Teks Sumber →
Teringat perkataan Uncle Willy sewaktu aku bolak-balik mengurus mertuaku yang koma di rumah sakit. Aku berpapasan dengan adik sang mertua di halaman gedung parkir rumah sakit. Saat bercerita tentang kesehatan mertuaku, dengan berkata penuh kebencian dan sakit hati terhadap kakaknya yang adalah mertuaku; "Biarkan dia mati kedinginan dan sendirian disana. Tidak ada satupun yang mengunjungin dia....!"
Aku tau ini konflik di keluarga mertuaku ini. Menyakitkan, miris dan sekaligus menyedihkan. Dan benar sekali ucapan sang adik, mertuaku pergi sendirian, tidak ada yang menemani dia. Tidak juga adiknya, tidak juga anak-anak dan cucu-cucunya... hiks... Tak terasa air mata mengalir dari sudut mataku. Sumpah sang adik seolah menjadi nyata.
Kesedihanku bukan karena dia pergi secepat ini, tapi disaat dia pergi, disaat dia membenci aku dan anakku. Baginya anak kecil ini sebuah bencana. Membuat rumah berantakan. Ribut karena sang anak aktif, lari kesana kemari mengelilingi setiap sudut rumah sang nenek. Dan aku sebagai menantunya dimata dia sudah tidak seperti dulu lagi ketika pertama kali berjumpa dengan dia. Menurut dia, aku terlalu tidak perduli akan keadaannya. Tipikal wanita tua, penuh curiga dan prasangka, padahal ngurus anak tanpa pembantu ini terasa berat bagiku. Menyita banyak waktu dan kadang membuat stress. Belum juga usai pekerjaan rutin di rumah, dan masalah lainnya yang harus dikerjakan.
Aku jadi ingin melihat jenazah mertuaku. Untuk terakhir kalinya aku rindu melihat wajahnya. Rindu semua persitiwa yang pernah aku lalui bersama dia, sewaktu aku masih sebatang kara di negara asing. Suami dan anak juga sudah siap untuk berangkat menuju Rumah Sakit dimana mertuaku dirawat dahulu. Ternyata jenazah sudah dipindahkan ke rumah duka. Hanya sore hari boleh dikunjungi, itupun hanya satu jam waktu yang diberikan dari pengelola rumah duka itu.
Sorenya aku kembali ke rumah duka itu. Oleh sang penjaga langsung diantar menuju ruangan dimana mertuaku terbaring. Begitu pintu ditutup. Air mata kembali mengalir deras.
"Ya Tuhan, dia sendirian.. tidak satupun ada yang datang... hanya kita???" pecah juga nangisku di ruangan itu. Anakku kebingungan melihat aku menangis.

Tugas Latihan →
1 - Ringkas teks sumber dalam dua kalimat.
2 - Menurut teks sumber, berapa lama waktu kunjungan yang diberikan pengelola rumah duka?

[Cuplikan dataset]
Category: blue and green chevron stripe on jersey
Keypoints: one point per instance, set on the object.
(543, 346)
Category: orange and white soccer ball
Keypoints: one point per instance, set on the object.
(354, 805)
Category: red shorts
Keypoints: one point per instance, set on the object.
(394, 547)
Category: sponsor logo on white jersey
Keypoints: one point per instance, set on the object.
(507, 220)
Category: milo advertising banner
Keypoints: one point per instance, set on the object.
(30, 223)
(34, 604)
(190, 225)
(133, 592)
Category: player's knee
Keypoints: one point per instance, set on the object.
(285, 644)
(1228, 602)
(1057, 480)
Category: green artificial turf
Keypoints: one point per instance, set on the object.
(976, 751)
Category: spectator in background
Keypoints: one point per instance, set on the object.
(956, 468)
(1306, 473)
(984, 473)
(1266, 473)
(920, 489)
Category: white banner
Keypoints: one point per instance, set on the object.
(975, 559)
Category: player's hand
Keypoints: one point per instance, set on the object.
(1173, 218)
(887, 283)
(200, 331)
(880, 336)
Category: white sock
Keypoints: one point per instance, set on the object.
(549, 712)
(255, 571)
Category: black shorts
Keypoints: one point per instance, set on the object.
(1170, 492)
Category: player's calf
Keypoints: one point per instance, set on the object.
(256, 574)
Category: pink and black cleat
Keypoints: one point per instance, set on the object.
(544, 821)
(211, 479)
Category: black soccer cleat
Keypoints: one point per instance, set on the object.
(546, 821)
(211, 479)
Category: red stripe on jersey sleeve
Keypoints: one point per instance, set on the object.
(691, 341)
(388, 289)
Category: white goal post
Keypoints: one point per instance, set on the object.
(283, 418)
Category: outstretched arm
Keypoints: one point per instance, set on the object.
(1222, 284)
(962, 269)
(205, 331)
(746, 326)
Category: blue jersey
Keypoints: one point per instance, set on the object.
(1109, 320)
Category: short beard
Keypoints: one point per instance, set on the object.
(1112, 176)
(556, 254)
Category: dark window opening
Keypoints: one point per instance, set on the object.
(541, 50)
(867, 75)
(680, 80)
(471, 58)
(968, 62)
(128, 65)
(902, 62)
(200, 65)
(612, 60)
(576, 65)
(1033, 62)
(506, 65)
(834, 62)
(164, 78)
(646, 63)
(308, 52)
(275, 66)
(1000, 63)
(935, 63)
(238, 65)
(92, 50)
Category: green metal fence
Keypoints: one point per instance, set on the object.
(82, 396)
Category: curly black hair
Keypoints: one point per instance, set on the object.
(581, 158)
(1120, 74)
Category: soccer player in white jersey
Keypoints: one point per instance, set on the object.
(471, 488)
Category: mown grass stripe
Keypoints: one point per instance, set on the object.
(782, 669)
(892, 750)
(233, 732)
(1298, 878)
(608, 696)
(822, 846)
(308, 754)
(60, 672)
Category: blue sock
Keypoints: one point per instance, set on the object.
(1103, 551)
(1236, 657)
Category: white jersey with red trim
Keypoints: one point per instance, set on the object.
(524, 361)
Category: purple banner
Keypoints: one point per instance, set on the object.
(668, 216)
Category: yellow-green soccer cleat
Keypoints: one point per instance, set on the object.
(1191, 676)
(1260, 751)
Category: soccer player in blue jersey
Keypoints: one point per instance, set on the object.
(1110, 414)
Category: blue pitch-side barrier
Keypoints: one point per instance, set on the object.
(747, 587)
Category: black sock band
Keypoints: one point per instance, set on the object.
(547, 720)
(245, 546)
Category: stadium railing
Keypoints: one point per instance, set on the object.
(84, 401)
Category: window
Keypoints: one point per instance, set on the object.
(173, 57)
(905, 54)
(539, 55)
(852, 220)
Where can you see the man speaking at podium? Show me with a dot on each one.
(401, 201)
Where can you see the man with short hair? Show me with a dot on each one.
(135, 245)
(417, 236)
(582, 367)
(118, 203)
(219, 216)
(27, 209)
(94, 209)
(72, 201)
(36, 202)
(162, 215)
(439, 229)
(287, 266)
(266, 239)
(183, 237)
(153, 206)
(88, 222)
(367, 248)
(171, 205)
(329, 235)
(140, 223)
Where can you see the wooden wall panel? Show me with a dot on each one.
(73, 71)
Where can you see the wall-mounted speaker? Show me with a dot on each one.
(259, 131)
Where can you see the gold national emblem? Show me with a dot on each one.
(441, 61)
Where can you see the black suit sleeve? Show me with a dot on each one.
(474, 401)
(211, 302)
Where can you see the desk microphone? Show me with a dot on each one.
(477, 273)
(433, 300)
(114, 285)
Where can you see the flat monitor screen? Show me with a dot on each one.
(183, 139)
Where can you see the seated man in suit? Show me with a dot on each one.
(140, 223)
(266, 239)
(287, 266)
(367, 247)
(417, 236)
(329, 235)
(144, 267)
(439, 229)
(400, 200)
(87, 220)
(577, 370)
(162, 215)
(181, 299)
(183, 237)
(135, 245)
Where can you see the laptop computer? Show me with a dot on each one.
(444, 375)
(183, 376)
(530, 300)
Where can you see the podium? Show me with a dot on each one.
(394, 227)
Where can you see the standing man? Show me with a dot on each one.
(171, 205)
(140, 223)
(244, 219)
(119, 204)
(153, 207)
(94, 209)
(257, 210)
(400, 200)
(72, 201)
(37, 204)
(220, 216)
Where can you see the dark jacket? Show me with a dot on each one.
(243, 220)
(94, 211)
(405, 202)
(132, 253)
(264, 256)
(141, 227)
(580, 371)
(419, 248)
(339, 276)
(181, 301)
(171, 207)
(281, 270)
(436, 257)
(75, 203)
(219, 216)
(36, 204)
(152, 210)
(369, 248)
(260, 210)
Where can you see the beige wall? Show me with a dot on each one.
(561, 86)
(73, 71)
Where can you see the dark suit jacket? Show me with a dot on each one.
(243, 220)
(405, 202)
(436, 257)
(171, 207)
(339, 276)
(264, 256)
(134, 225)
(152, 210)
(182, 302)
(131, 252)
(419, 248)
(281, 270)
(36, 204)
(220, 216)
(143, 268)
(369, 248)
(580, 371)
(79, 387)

* * *

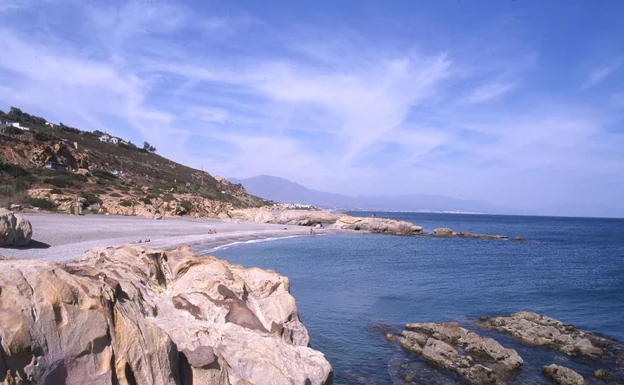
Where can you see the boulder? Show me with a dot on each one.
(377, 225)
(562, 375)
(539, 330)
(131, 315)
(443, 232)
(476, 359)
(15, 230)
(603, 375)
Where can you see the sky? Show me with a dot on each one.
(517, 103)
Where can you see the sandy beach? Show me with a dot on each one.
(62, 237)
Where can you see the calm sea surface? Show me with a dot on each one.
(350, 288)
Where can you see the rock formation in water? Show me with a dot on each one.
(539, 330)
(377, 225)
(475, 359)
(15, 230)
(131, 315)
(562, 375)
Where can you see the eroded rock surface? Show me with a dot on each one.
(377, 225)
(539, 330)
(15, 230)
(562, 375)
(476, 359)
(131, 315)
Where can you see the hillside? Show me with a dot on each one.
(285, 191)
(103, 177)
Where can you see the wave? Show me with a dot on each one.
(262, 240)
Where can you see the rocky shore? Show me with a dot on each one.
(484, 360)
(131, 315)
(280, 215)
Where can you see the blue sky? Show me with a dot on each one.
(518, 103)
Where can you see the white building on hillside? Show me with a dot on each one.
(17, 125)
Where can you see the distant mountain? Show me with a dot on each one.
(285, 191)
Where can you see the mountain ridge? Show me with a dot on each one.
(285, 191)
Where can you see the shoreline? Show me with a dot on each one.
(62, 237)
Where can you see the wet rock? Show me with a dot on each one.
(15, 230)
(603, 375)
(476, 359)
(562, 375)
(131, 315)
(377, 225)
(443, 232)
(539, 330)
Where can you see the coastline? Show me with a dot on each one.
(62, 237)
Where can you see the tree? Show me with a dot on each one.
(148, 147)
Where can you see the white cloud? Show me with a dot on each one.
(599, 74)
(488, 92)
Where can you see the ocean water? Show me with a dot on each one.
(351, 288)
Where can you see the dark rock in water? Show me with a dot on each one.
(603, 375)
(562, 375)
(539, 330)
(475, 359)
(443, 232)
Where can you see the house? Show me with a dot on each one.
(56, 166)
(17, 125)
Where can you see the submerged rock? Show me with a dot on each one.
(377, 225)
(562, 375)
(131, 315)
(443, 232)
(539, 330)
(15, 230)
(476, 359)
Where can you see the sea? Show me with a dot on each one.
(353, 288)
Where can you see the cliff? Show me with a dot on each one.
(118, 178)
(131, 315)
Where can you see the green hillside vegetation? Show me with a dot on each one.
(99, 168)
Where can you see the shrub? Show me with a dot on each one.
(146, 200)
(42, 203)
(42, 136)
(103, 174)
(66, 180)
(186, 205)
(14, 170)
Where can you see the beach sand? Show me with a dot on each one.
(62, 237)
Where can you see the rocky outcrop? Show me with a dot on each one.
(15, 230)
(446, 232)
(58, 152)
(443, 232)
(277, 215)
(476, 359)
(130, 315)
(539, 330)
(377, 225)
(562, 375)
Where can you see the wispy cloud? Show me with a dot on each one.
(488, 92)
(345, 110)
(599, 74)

Hasil Latihan →
1 - Narator teringat ucapan penuh kebencian adik sang mertua bahwa mertuanya akan mati sendirian, dan mertua itu memang meninggal tanpa ditemani adik, anak, maupun cucunya. Jenazah sudah dipindahkan ke rumah duka, dan ketika narator berkunjung pada sore hari, tangisnya pecah karena tidak ada orang lain yang datang.

2 - Hanya satu jam, pada sore hari.